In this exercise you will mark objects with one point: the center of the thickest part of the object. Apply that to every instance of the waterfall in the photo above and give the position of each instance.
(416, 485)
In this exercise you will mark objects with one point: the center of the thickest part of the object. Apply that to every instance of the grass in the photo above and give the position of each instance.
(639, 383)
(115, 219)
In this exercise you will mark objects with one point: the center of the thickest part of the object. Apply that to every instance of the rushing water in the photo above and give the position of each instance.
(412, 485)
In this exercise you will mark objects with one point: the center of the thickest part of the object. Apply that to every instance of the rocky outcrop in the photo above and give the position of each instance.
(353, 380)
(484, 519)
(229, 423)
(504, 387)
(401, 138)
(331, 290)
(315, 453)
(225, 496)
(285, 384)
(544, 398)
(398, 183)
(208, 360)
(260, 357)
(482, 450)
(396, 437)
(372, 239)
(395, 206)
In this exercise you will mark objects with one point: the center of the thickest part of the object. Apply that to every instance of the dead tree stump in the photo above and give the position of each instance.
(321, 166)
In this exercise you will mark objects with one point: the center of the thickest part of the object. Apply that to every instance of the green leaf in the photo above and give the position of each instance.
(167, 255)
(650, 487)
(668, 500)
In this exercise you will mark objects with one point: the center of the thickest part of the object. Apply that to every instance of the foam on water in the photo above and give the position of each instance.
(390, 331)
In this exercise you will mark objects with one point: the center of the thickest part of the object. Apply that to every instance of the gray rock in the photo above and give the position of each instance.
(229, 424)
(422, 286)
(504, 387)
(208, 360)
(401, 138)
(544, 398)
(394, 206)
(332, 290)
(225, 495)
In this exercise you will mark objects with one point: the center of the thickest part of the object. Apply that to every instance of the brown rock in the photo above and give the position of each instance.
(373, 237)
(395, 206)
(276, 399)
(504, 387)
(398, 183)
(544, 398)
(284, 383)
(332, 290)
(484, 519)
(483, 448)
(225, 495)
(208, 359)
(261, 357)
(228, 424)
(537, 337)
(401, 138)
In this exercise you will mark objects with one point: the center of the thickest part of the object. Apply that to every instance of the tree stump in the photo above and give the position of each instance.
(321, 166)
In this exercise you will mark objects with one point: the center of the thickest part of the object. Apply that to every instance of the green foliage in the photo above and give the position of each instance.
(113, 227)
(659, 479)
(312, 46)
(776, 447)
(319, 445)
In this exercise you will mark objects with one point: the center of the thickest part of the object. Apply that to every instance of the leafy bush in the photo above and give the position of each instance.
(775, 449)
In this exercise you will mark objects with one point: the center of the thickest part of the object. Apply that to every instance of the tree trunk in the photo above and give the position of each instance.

=====

[WORK TASK] Set down the entries above again, word for word.

[EXERCISE RESPONSE]
In this exercise you will mark objects with one point: the center of the thickest part of the object. Apply that to every instance of the waterfall in the photo above and give the position of each instance.
(416, 485)
In this exercise you will mark objects with one point: the center of the thickest part of the object. Apply that to every instance of the grass in the photo above and give the position of each instance.
(639, 383)
(115, 219)
In this exercise you will mark objects with one point: the center of the thickest part of the object. Apply that to every instance of the rushing water in the photo above and give the position of each instance.
(412, 485)
In this exercise you will mark objects with one point: the center of the thickest part of the object. Apply that to every instance of the rocky outcrop in the photo above and give the position of each instance.
(353, 380)
(484, 519)
(229, 423)
(504, 387)
(401, 138)
(331, 290)
(315, 453)
(225, 496)
(285, 384)
(544, 398)
(398, 183)
(208, 360)
(260, 357)
(482, 450)
(396, 437)
(372, 239)
(395, 206)
In this exercise you will mark objects with one point: the center of the thickest part of the object. Apply that to every instance of the dead tree stump in the photo above and give the position of each instance.
(321, 166)
In this exercise you will mark objects with one point: the center of the thickest part of the object. Apply that to every instance of the green leaf in the photo above and give the position of each instance.
(167, 255)
(650, 487)
(668, 500)
In this exercise you will mark objects with one point: the center of the thickest part of the object. Apply that to every instance of the foam on water in the photo above and give the position of each instance.
(390, 331)
In this exercise you will mark objects with one point: the center of the thickest part of the object. Apply that to every instance of the gray rock in the photo above and give the position of each instance.
(229, 424)
(422, 286)
(504, 387)
(208, 360)
(401, 138)
(544, 398)
(394, 206)
(332, 290)
(225, 495)
In this exercise you will mark objects with one point: the center of the thickest part of the object. Apply that to every instance of the brown rock in the photo above and give the position of each instance.
(373, 237)
(395, 206)
(276, 399)
(504, 387)
(398, 183)
(544, 398)
(284, 383)
(332, 290)
(484, 519)
(483, 448)
(225, 495)
(208, 359)
(261, 357)
(228, 424)
(537, 337)
(401, 138)
In this exercise you will mark objects with one point: the center of the thickest part of the object. Apply that to every instance of the tree stump in the photo above and give the position of each instance.
(321, 166)
In this exercise you will mark objects with one point: the center of the thickest part of the object. Apply that to every instance of the green foliage in the photo above and give the position of each instance.
(113, 227)
(659, 479)
(312, 46)
(776, 447)
(319, 445)
In this exercise you will mark objects with one point: the center of the thickest part of the object. Apply that to every instance of the leafy bush in the photo above and give the position of each instance.
(775, 449)
In this exercise you will mark objects with one point: the center of the thickest part of the object. Apply that to every instance of the tree trunk in the photo above and give the position of each instance.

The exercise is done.